● **EXERCISE**: Transcribe every record exactly.

......

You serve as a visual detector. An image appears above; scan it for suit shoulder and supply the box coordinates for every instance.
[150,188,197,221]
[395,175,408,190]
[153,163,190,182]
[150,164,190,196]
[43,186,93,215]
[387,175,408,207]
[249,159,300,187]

......

● **ANSWER SECTION**:
You serve as a visual detector. An image appears above; scan it for suit shoulder and supply the box coordinates for every instance.
[150,188,197,221]
[395,175,408,190]
[153,163,190,182]
[150,164,190,196]
[43,186,93,215]
[387,175,408,207]
[249,159,300,187]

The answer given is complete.